(Page):
▽
Citizenship And Worldwide Taxation: Citizenship As An Administrable Proxy For Domicile (Part 2)

Edward Zelinsky (Part 2)

1. An Overview of U.S. Citizenship-Based Taxation of Individuals

There are two bases on which nations may exercise the jurisdiction to tax: source and political allegiance. 4 Under the heading of source, a nation taxes in rem income or assets located (“sourced”) within its borders regardless of where the owner of such income or assets lives. On a theoretical level, source-based taxation reflects the claim of the nation in which income arises or assets are held that such nation provides the benefits [*1294] within its territory that protect such income or assets. 5 On a pragmatic level, source-based taxation reflects the practical ability of the nation in which income or an asset is located to impose tax before such income or asset is remitted to the owner abroad.

Jurisdiction based on political allegiance is in person am in nature and is premised not on the source of income or assets but upon the political allegiance of the taxpayer who owns such income or assets. Nations other than the United States define political affiliation for tax purposes on the basis of residence and accordingly tax their residents on a worldwide basis without regard to the source of such residents’ incomes or assets and without regard to such residents’ citizenships. Most cognoscenti in this area judge the country of residence as better positioned than the country of source to assess an individual’s overall capacity to pay tax on a progressive basis, since the residence jurisdiction exercises in person am authority over the taxpayer and can require him to aggregate and report her entire income from all sources. Typically, a resident will keep much of her assets and earn much of her income in the country in which she resides. Since the taxpayer lives in that nation, she is most amenable to enforcement action there. By contrast, the source nation lays claim only to the part of a taxpayer’s income arising within the territory of that nation. Insofar as a tax system seeks to tax an individual on her overall ability to pay considering all her sources of income and wealth, residence-based taxation on worldwide income and assets is more compelling than is source-based taxation.
△
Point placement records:
▽
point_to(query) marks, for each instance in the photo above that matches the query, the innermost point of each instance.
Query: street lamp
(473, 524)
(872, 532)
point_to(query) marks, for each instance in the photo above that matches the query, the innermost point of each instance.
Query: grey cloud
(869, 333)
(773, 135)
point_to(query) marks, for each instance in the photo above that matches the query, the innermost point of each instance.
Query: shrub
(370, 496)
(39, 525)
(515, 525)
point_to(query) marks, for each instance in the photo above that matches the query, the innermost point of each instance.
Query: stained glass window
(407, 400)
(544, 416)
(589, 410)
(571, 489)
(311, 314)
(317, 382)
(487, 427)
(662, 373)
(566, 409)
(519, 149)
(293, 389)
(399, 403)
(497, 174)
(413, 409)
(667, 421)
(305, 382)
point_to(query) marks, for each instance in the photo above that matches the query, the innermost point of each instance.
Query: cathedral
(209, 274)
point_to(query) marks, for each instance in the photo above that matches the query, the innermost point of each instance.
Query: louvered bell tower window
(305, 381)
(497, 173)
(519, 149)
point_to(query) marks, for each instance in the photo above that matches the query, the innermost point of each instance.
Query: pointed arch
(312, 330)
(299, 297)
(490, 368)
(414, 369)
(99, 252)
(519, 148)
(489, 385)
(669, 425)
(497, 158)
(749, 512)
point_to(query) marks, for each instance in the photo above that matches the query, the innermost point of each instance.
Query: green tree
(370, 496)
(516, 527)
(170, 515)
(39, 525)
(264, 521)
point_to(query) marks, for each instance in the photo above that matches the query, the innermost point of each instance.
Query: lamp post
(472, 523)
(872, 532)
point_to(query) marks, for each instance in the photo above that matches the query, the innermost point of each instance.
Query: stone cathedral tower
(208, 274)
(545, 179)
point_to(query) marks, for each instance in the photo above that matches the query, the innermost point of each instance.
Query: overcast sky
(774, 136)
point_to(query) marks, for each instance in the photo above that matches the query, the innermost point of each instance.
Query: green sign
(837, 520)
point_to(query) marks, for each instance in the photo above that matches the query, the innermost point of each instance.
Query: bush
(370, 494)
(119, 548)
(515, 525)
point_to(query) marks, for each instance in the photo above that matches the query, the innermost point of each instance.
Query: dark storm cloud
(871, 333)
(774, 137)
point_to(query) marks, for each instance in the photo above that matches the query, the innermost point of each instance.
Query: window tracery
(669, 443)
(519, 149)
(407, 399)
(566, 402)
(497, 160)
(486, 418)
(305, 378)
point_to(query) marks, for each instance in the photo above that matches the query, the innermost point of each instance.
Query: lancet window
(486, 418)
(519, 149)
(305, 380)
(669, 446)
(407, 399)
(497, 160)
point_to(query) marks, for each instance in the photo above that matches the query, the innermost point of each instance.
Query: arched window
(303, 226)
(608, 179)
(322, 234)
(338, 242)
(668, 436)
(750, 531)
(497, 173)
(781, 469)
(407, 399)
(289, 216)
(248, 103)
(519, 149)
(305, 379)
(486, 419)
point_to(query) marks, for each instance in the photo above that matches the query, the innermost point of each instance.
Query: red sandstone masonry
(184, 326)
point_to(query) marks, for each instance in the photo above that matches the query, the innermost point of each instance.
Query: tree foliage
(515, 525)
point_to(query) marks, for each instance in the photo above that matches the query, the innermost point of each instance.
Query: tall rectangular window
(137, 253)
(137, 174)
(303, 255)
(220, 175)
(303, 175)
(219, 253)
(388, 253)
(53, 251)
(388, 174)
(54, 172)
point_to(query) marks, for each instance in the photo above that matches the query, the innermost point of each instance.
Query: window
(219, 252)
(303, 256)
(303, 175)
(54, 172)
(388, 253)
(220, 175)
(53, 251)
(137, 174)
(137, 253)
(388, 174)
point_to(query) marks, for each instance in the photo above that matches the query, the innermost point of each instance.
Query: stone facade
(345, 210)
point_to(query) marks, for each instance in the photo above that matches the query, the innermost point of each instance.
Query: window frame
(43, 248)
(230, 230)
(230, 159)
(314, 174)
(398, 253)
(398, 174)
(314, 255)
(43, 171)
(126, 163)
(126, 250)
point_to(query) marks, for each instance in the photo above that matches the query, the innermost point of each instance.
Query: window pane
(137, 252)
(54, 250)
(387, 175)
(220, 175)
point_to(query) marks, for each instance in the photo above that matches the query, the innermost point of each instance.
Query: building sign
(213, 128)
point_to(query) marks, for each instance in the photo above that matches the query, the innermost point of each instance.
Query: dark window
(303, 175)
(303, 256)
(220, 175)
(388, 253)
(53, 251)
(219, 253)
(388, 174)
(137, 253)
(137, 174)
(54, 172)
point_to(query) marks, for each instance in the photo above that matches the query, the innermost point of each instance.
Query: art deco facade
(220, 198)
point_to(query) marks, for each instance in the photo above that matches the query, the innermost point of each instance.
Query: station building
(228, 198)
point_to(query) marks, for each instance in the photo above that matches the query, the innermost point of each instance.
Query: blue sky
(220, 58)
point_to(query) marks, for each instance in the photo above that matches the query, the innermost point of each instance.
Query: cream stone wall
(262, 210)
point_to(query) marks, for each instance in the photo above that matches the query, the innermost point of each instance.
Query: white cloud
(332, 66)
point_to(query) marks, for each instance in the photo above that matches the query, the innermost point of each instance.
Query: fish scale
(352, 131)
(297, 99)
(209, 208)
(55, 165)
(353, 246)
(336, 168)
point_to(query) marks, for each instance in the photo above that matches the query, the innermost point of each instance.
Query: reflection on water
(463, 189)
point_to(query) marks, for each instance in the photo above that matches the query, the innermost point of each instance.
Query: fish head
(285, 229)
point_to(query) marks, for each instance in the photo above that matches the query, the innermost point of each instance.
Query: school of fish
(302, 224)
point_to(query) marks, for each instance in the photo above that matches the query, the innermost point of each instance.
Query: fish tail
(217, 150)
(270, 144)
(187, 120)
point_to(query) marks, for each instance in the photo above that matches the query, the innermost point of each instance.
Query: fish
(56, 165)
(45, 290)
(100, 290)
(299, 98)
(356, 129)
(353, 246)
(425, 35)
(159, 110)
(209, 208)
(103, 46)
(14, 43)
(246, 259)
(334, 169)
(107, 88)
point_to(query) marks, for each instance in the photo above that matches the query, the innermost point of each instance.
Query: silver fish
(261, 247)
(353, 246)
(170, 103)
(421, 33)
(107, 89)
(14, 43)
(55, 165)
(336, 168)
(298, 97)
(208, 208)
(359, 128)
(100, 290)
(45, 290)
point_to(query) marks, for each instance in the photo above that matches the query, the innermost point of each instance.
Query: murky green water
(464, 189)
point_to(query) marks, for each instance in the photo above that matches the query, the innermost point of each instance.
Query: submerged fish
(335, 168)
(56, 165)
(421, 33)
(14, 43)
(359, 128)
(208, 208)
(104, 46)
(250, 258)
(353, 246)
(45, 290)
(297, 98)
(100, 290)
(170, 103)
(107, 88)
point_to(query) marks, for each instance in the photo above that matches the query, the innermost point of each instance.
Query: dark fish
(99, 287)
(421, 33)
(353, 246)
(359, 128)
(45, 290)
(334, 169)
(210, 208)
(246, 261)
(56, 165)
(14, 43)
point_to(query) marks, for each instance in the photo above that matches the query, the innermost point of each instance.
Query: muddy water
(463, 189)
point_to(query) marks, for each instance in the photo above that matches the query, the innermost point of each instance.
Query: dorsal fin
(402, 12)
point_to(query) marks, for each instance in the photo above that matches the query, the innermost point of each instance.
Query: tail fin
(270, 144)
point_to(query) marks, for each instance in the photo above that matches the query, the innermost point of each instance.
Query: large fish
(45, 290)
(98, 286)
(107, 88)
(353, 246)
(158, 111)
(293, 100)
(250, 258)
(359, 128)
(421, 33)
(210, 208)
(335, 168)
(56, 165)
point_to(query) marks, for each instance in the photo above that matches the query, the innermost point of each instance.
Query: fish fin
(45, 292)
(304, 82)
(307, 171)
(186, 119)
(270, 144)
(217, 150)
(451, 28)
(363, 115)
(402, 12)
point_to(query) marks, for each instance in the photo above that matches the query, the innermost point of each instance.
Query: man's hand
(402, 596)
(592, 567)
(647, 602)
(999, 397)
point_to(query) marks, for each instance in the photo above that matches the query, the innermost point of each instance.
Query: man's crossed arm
△
(Things to do):
(A) Reproduce the taxation article between "Edward Zelinsky (Part" and "the owner abroad.", inclusive, substituting "national loyalty" for "political allegiance".
(B) Count the lines of the records above that contain the string "building", and reply with only that number.

(Problem solutions):
(A)
Edward Zelinsky (Part 2)

1. An Overview of U.S. Citizenship-Based Taxation of Individuals

There are two bases on which nations may exercise the jurisdiction to tax: source and national loyalty. 4 Under the heading of source, a nation taxes in rem income or assets located (“sourced”) within its borders regardless of where the owner of such income or assets lives. On a theoretical level, source-based taxation reflects the claim of the nation in which income arises or assets are held that such nation provides the benefits [*1294] within its territory that protect such income or assets. 5 On a pragmatic level, source-based taxation reflects the practical ability of the nation in which income or an asset is located to impose tax before such income or asset is remitted to the owner abroad.

(B) 2